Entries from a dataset
____________
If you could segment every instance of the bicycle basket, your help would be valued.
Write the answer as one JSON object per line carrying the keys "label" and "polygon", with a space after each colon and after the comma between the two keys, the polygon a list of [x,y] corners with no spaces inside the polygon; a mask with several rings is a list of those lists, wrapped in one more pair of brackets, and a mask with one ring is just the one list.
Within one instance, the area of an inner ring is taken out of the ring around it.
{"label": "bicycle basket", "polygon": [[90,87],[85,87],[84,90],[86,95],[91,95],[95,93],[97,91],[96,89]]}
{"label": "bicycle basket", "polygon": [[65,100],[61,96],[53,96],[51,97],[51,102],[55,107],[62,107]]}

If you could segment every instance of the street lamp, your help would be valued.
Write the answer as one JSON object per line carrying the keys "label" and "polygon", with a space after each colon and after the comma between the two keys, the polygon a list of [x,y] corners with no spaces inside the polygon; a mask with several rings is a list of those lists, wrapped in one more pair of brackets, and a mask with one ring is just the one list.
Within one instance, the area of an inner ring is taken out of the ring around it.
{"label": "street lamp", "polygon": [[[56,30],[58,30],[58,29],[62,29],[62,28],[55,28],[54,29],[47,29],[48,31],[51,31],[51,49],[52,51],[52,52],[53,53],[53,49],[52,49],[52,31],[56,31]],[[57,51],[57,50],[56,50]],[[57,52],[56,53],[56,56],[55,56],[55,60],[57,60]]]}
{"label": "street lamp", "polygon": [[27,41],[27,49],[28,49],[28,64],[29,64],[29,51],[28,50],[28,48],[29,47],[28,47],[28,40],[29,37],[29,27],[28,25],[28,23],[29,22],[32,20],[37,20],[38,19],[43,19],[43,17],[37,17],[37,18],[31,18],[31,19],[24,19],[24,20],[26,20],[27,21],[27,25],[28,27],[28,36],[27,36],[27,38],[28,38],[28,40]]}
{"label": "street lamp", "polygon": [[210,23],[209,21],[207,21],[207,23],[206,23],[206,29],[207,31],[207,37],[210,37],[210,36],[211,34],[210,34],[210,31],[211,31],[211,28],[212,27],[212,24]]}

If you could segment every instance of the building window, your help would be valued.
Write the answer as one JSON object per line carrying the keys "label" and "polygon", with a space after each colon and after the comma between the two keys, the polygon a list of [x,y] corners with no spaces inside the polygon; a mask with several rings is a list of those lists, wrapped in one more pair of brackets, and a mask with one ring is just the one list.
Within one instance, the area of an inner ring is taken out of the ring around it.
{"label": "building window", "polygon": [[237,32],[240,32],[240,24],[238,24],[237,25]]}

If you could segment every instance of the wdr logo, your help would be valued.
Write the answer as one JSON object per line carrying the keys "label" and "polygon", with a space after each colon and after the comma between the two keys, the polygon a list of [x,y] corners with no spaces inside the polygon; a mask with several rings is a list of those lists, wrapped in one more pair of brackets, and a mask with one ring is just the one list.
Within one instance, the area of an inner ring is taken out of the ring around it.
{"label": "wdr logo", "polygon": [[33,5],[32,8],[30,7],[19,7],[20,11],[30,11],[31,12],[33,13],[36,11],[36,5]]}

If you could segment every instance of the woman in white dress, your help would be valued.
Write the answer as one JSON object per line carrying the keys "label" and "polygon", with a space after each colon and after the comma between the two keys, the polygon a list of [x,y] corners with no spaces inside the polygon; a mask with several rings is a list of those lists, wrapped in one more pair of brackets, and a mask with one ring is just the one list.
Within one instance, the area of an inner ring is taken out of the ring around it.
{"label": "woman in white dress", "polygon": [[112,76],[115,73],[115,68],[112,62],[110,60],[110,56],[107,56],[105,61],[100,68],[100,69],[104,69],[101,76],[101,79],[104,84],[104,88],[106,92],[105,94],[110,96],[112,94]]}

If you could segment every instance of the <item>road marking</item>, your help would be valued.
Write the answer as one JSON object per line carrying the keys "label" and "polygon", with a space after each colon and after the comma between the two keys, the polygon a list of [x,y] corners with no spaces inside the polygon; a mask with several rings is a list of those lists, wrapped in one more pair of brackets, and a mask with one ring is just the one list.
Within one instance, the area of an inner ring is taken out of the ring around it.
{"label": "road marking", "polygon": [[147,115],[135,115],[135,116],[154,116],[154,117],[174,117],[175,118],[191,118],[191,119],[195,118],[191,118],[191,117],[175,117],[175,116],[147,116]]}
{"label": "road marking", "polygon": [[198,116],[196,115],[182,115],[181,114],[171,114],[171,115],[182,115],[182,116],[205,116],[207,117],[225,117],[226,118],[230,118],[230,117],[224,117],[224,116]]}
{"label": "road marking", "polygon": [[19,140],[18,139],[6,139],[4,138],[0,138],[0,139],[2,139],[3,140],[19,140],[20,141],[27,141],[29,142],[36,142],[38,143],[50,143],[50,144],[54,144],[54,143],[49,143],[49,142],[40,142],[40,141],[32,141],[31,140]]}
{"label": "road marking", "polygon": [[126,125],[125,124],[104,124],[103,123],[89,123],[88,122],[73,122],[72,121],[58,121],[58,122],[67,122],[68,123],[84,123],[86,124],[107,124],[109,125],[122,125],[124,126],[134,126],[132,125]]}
____________
PROBLEM TO WORK ON:
Rewrite every line of the entries from the line containing "If you could segment every instance of the <item>road" through the end of the entries, both ends included. Offset every polygon coordinate by -31 and leave all other text unchanged.

SOLUTION FOR THIS PROBLEM:
If you could segment every instance of the <item>road marking</item>, your help would be valued.
Write the answer as one JSON object per line carrying the keys "label" and "polygon", with a space after each colon and after the comma between the two keys, the polygon a list of [x,y] corners with no spaces inside the polygon; a mask with several rings is a list of those lists, wrapped in one more pair of brackets, and a mask with one ring is just the one list.
Within one instance, the area of an inner ring is taken out of the ring around it.
{"label": "road marking", "polygon": [[116,84],[104,84],[104,85],[123,85],[123,86],[143,86],[144,87],[160,87],[160,88],[164,87],[160,87],[160,86],[144,86],[144,85],[116,85]]}
{"label": "road marking", "polygon": [[167,85],[165,84],[151,84],[150,83],[140,83],[140,84],[151,84],[151,85],[174,85],[176,86],[194,86],[195,87],[199,87],[199,86],[193,86],[193,85]]}
{"label": "road marking", "polygon": [[-12,109],[-13,108],[-25,108],[-27,107],[-31,107],[-31,108],[-29,108],[-28,109],[-12,109],[-11,110],[-4,110],[-2,111],[5,111],[7,112],[19,112],[19,113],[23,113],[23,112],[18,112],[18,111],[9,111],[9,110],[1,110],[0,109]]}
{"label": "road marking", "polygon": [[95,94],[94,93],[73,93],[72,92],[58,92],[57,91],[42,91],[41,90],[27,90],[27,91],[36,91],[37,92],[53,92],[55,93],[76,93],[78,94],[91,94],[93,95],[103,95],[101,94]]}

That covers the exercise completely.